▸ **Task requirements**
In the stats page discussion thread, why is the corrected total annotations count lower than the figure on the Canto stats page?

▸ **Source passage**
################
After some confusion I realised that the total annotations count (398367) was wrong in the summary section of the stats page. It's more like 395620. The total is lower than the Canto stats page because it doesn't include the KEGG annotations.

I've checked in a fix for Friday night's load.

ValWood commented 6 months ago

We shouldn't include the KEGG annotations as we didn't create them

kimrutherford commented 6 months ago
kimrutherford commented 6 months ago

Hi Val.

I haven't implemented these tables on the new pombase.org stats page. Unless you think it isn't worthwhile, I'll do that before swapping the links in the menus.

image

image

ValWood commented 6 months ago

we don't have these tables on the old pages. I think the graphs are sufficient.

From the new page, we should link to the Canto page too, because that's where I get community metrics (but we can remove any duplicate graphs)

kimrutherford commented 6 months ago

we don't have these tables on the old pages.

But that's where I got the screenshots?

ValWood commented 6 months ago

Ah I see, the data is there under "view table data". I never look at that. I only look at the graphs, and the graphs are there. Maybe we don't need the raw data?

kimrutherford commented 6 months ago

Maybe we don't need the raw data?
################
▸ **Dataset excerpts**
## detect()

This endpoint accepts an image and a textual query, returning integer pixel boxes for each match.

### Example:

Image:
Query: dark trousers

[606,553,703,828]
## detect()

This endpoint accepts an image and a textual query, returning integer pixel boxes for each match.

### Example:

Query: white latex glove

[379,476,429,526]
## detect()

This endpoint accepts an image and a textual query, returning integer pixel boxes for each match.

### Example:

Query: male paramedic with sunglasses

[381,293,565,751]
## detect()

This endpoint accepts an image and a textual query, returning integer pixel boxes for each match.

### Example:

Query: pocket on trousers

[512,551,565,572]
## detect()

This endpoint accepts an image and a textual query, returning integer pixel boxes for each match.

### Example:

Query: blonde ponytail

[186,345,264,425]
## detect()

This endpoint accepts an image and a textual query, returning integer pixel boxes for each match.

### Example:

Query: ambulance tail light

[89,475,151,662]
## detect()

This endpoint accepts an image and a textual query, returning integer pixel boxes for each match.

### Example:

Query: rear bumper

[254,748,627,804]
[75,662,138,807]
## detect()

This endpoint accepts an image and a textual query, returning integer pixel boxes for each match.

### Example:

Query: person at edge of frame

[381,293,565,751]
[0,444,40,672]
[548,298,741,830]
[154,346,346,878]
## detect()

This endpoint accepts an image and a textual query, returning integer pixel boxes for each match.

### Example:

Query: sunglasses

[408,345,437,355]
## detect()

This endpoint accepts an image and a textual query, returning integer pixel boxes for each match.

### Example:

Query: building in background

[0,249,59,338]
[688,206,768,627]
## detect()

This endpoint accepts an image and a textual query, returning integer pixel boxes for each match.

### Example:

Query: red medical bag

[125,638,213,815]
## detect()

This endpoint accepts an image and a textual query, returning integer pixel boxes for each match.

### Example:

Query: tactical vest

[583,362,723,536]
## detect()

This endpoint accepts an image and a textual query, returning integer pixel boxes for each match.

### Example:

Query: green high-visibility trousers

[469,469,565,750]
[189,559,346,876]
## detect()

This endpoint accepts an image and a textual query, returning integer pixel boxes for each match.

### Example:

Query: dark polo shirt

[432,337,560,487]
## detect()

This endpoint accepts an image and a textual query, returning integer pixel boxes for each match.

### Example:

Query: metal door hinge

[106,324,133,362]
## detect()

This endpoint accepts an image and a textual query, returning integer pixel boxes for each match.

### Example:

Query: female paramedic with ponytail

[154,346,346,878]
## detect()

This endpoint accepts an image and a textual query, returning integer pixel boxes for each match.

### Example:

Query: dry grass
################
▸ **Written response**
It doesn't include the KEGG annotations.